> EXCERPT TO READ
# children's shoe size conversion



## La Osita

Hi-
Been googling, but can't seem to get a clear answer on how Mexican/US shoe size conversions work for children's shoes. Anyone have this information? It seems that Mexico uses two different sizing systems for adult shoes, but no info for children that I could find. My little friends in Mexico have asked me to bring them shoes... I think the numbers are metric, #s ranging from 11 to 23, but I'm not sure. Thanks!


----------



## TundraGreen

itnavell said:


> Hi-
> Been googling, but can't seem to get a clear answer on how Mexican/US shoe size conversions work for children's shoes. Anyone have this information? It seems that Mexico uses two different sizing systems for adult shoes, but no info for children that I could find. My little friends in Mexico have asked me to bring them shoes... I think the numbers are metric, #s ranging from 11 to 23, but I'm not sure. Thanks!


Shoes are generally sized by the actual length of the foot in cm. Try this chart. Use the cm column for the Mexican size, the US column for the corresponding US size.


----------



## La Osita

Ah perfect!! Thank you.


----------



## maesonna

Here is another chart (scroll down on the page). 

Although the chart linked above is accurate for children, it doesn't split adult US sizes into men and women, which are different, unlike Mexico.

In Mexico, a size 27 (for example) fits a 27-cm foot whether it's a man's or woman's shoe. In US sizes, 27 would be a size 8.5 in a man's shoe and size 10 in a woman's shoe.

I thought it’s worthwhile mentioning this here in case someone else than the OP is interested in adult shoe sizes.


----------

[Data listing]
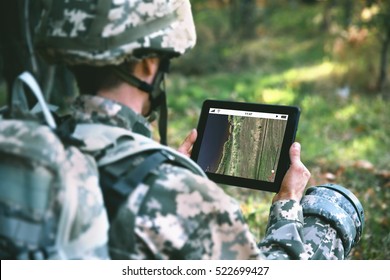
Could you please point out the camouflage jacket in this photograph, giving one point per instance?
(185, 216)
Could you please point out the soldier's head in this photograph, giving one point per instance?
(102, 40)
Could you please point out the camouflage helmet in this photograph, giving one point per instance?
(102, 32)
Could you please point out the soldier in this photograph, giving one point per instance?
(160, 205)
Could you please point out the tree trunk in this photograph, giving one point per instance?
(383, 62)
(243, 17)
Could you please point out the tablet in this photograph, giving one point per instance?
(245, 144)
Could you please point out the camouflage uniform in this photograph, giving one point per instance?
(173, 213)
(180, 215)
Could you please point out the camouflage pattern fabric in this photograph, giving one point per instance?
(55, 205)
(180, 215)
(100, 32)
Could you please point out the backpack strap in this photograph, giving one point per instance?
(19, 101)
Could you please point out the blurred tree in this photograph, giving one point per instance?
(376, 15)
(243, 18)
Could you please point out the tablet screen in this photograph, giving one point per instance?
(241, 144)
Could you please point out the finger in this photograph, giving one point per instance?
(187, 144)
(295, 153)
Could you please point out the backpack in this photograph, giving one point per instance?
(51, 205)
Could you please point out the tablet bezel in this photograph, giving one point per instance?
(293, 113)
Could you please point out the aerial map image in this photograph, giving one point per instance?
(243, 147)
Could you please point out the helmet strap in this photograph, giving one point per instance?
(156, 91)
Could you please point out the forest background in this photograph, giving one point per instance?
(330, 58)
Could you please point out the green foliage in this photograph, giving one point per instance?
(344, 137)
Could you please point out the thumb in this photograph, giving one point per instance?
(295, 153)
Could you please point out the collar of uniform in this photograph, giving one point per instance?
(96, 109)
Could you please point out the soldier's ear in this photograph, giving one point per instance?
(149, 68)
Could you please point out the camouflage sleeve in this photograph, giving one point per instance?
(183, 216)
(284, 235)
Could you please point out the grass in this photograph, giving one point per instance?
(344, 140)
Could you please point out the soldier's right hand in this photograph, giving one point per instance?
(296, 178)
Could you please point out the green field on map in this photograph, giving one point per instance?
(252, 148)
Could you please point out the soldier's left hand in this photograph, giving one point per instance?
(186, 147)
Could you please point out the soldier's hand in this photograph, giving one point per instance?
(296, 178)
(186, 147)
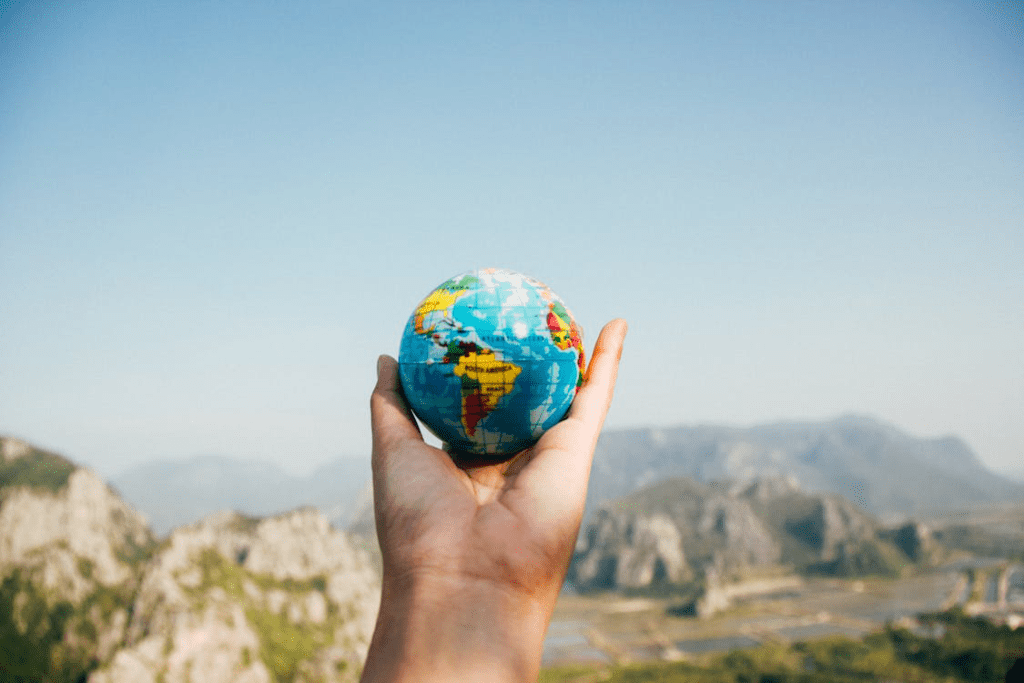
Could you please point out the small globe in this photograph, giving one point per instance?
(489, 360)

> WHAT YOU NEED TO DO
• A. In the shoe size thread, what US men's size corresponds to a Mexican size 27?
• B. Transcribe the data listing, starting at the line that contains "Could you please point out the green foliage" and continuing through the end of the listing. Leave the pictures out.
The shoe size thread and the data listing are independent of each other.

> ANSWERS FOR THE TASKS
• A. Size 8.5.

• B.
Could you please point out the green foliage in this photograph, giving one point per instance?
(344, 137)
Could you please point out the thumb in this photograph, giving one point per instance?
(295, 153)
Could you please point out the collar of uniform in this photograph, giving one point per instance?
(96, 109)
Could you please point out the soldier's ear in this photograph, giving one point per instance?
(149, 68)
Could you please point out the camouflage sleeve in this photograph, giving one point per instance?
(183, 216)
(284, 235)
Could you please point out the grass in this photograph, giving one point per instance?
(344, 140)
Could you please point out the soldier's right hand in this photograph, giving one point per instance?
(296, 178)
Could you please point out the green field on map in this photograph, giving one point per instance?
(252, 148)
Could you please point out the soldier's left hand in this photograph, giving one point per instance?
(186, 147)
Could you please point out the soldier's hand in this photograph, giving one point per instance?
(296, 178)
(186, 147)
Could you please point out the small globe in this photograph, giving one point per instance?
(489, 360)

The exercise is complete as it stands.